- **TEXT TO READ**

Authors: Igor Razgon

Published in: LIPIcs, Volume 214, 16th International Symposium on Parameterized and Exact Computation (IPEC 2021)


Abstract
We introduce a new graph parameter called linear upper maximum induced matching width lu-mim width, denoted for a graph G by lu(G). We prove that the smallest size of the obdd for φ, the monotone 2-cnf corresponding to G, is sandwiched between 2^{lu(G)} and n^{O(lu(G))}. The upper bound is based on a combinatorial statement that might be of an independent interest. We show that the bounds in terms of this parameter are best possible. The new parameter is closely related to two existing parameters: linear maximum induced matching width (lmim width) and linear special induced matching width (lsim width). We prove that lu-mim width lies strictly in between these two parameters, being dominated by lsim width and dominating lmim width. We conclude that neither of the two existing parameters can be used instead of lu-mim width to characterize the size of obdds for monotone 2-cnfs and this justifies introduction of the new parameter.

- **WORK INSTRUCTIONS**
(A) List every graph parameter the abstract names, with its short form.
(B) Answer these questions from the abstract:
(i) Which LIPIcs volume published the work?
(ii) Between which two bounds does the abstract place the smallest size of the obdd for φ?
(iii) Which existing parameter dominates lu-mim width?
The lines that follow were drawn from a separate source.

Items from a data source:
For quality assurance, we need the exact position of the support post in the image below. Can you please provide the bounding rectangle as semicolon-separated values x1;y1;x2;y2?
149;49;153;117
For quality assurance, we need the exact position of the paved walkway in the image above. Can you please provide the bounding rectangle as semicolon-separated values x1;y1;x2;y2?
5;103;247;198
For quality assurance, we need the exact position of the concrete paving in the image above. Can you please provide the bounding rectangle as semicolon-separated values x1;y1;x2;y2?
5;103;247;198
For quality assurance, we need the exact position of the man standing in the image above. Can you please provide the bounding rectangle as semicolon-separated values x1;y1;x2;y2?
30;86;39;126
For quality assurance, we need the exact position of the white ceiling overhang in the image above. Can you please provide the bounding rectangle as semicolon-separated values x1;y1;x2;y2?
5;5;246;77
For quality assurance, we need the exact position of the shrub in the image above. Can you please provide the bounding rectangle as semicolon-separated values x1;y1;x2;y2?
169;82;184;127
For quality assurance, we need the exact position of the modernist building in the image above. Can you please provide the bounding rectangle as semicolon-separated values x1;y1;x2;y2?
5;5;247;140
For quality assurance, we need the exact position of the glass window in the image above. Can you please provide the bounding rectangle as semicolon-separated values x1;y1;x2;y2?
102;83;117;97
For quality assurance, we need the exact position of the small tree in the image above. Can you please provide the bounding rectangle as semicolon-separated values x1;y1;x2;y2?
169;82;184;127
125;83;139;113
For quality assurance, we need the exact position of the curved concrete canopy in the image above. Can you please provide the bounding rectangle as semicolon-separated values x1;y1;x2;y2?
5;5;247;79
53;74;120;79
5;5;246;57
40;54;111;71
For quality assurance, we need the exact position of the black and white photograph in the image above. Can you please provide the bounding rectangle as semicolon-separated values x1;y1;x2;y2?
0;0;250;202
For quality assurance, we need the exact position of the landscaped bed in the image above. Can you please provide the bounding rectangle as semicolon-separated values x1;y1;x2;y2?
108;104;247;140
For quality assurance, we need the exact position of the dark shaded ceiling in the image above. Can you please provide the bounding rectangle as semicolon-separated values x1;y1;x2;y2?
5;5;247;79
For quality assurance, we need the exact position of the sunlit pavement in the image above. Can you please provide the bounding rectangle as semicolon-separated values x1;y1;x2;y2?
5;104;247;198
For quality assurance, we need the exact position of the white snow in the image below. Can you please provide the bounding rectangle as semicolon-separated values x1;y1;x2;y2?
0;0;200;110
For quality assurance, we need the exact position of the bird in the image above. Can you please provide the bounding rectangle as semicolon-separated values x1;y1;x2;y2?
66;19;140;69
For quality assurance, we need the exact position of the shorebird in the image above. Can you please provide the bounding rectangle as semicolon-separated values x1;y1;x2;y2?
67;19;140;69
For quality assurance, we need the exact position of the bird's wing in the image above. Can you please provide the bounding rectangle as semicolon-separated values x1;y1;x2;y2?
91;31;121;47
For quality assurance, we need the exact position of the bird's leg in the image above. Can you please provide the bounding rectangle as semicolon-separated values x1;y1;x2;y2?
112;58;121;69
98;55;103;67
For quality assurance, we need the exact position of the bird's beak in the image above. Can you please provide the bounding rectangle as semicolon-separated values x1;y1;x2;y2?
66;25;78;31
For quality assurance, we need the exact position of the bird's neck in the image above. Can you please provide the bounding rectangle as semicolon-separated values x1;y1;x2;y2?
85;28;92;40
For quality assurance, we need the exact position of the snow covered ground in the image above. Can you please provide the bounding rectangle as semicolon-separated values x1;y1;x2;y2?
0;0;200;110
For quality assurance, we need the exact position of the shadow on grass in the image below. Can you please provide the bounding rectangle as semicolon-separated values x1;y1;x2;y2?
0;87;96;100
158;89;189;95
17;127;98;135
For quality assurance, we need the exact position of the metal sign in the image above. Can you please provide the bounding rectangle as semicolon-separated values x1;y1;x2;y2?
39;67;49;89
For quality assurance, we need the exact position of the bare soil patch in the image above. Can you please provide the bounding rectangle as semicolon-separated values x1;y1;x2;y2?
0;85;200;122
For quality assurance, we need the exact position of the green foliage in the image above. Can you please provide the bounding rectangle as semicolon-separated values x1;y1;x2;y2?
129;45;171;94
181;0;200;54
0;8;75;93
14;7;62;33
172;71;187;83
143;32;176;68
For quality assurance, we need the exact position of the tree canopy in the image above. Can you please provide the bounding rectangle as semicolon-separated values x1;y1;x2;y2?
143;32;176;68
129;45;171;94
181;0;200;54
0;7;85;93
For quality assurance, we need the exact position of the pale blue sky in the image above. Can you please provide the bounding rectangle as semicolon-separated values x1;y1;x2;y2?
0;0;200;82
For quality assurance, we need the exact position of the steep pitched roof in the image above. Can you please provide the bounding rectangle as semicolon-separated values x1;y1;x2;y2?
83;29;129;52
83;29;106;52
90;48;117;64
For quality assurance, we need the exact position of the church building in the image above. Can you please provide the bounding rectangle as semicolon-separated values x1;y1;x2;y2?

- **ANSWERS TO THE TASKS**
(A)
linear upper maximum induced matching width (lu-mim width)
linear maximum induced matching width (lmim width)
linear special induced matching width (lsim width)

(B)
(i) Volume 214
(ii) 2^{lu(G)} and n^{O(lu(G))}
(iii) lsim width